Material supplied:
────────────────────

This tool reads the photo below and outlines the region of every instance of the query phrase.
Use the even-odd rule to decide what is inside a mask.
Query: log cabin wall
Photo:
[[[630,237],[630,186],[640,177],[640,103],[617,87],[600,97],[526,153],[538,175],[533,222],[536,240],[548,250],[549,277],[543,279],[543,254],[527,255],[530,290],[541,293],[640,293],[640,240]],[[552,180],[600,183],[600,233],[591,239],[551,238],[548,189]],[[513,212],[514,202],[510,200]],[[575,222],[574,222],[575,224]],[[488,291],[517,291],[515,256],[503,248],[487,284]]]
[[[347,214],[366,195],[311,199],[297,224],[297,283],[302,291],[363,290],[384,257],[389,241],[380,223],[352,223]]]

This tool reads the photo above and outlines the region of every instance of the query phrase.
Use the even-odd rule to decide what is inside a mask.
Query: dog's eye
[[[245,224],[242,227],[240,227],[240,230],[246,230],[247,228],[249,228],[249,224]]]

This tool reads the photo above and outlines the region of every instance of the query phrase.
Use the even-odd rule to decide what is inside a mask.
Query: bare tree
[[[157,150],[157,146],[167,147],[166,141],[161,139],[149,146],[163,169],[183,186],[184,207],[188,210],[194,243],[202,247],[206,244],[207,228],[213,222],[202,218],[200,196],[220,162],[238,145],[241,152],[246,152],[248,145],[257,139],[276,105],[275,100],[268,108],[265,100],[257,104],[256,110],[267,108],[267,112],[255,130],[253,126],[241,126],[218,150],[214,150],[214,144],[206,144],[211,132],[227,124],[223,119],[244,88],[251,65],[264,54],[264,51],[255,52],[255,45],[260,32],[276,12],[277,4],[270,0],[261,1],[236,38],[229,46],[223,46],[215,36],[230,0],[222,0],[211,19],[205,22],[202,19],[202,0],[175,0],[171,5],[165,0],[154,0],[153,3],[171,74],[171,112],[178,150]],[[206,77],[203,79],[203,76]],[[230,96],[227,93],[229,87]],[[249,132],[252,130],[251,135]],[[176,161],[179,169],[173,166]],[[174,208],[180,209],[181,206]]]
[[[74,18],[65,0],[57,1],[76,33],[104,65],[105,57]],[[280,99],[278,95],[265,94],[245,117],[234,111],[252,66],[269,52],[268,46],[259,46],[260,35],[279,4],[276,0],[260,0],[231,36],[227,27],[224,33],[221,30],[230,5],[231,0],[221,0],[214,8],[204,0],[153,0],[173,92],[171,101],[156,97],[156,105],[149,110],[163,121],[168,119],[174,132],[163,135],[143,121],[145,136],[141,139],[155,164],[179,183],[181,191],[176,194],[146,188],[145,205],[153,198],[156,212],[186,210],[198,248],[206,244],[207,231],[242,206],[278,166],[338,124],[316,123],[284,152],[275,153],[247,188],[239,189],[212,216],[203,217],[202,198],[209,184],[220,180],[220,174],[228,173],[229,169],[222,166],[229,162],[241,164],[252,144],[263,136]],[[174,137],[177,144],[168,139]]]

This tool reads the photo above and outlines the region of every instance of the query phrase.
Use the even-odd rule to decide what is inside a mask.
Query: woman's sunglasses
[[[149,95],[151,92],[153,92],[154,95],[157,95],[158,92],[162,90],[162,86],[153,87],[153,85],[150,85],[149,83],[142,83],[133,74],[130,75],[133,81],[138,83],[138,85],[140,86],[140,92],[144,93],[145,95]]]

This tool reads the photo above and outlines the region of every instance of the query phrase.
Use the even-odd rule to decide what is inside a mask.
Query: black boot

────────────────────

Try it: After reading the data, retype all of it exactly as it reads.

Exercise solution:
This tool reads the photo below and outlines the region of every instance of the query phrase.
Use the even-odd rule to decide what is inside a mask.
Query: log cabin wall
Photo:
[[[630,237],[630,186],[640,177],[640,103],[617,87],[600,97],[526,153],[538,175],[533,222],[536,240],[548,250],[549,277],[543,279],[543,254],[527,255],[530,290],[541,293],[640,293],[640,240]],[[552,180],[600,183],[600,233],[591,239],[551,238],[548,189]],[[513,212],[514,202],[510,200]],[[575,222],[574,222],[575,224]],[[488,291],[517,291],[515,256],[503,248],[487,284]]]
[[[347,214],[366,195],[311,199],[297,224],[297,283],[302,291],[363,290],[384,257],[389,241],[380,223],[352,223]]]

This tool reads the photo above and outlines the region of every instance of the query phrase.
Use the even-odd rule to decide what is inside a mask.
Query: dog's eye
[[[245,224],[242,227],[240,227],[240,230],[246,230],[247,228],[249,228],[249,224]]]

This tool reads the photo above and outlines the region of every instance of the query phrase.
Use the even-odd rule to decide what is inside a mask.
Query: bare tree
[[[157,150],[157,146],[167,147],[166,141],[161,139],[149,146],[163,169],[183,186],[184,207],[188,210],[194,243],[202,247],[206,244],[207,228],[213,222],[202,218],[200,196],[220,162],[238,145],[241,152],[246,152],[248,145],[257,139],[276,105],[275,100],[268,108],[265,100],[257,104],[256,110],[267,108],[267,112],[255,130],[253,126],[241,126],[218,150],[214,150],[214,144],[206,144],[211,132],[227,124],[223,119],[244,88],[251,65],[264,54],[264,51],[255,52],[255,45],[260,32],[276,12],[277,4],[270,0],[261,1],[236,38],[229,46],[223,46],[215,36],[230,0],[222,0],[211,19],[205,22],[202,19],[202,0],[175,0],[171,5],[165,0],[154,0],[153,3],[171,74],[171,112],[178,150]],[[206,77],[203,79],[203,76]],[[230,96],[227,93],[229,87]],[[249,132],[252,130],[251,135]],[[176,161],[179,169],[173,166]],[[174,208],[180,209],[181,206]]]
[[[74,18],[65,0],[57,1],[76,33],[104,65],[105,57]],[[280,99],[278,95],[265,94],[245,117],[234,111],[252,66],[269,52],[268,46],[259,46],[260,35],[279,4],[276,0],[260,0],[231,36],[227,27],[224,33],[221,30],[230,5],[231,0],[221,0],[214,8],[204,0],[153,0],[173,92],[171,101],[156,97],[156,105],[149,110],[163,121],[168,119],[174,132],[163,135],[143,121],[145,136],[141,139],[155,164],[179,183],[181,191],[176,194],[146,188],[145,205],[153,198],[156,212],[186,210],[198,248],[206,244],[207,231],[242,206],[278,166],[338,124],[316,123],[284,152],[275,153],[247,188],[239,189],[212,216],[203,217],[202,198],[209,184],[220,180],[220,174],[228,173],[229,169],[222,166],[229,162],[241,164],[252,144],[263,136]],[[174,137],[177,144],[168,139]]]

This tool reads the photo above and outlines the region of every instance of the query phrase.
Use the even-odd rule to decide what is inside a mask.
Query: woman's sunglasses
[[[149,95],[151,92],[153,92],[154,95],[157,95],[158,92],[162,90],[162,86],[153,87],[153,85],[150,85],[149,83],[142,83],[133,74],[130,75],[133,81],[138,83],[138,85],[140,86],[140,92],[144,93],[145,95]]]

This tool reads the photo above and outlines the region of every instance of the query phrase.
Use the even-odd rule to decide what is inside a mask.
Query: black boot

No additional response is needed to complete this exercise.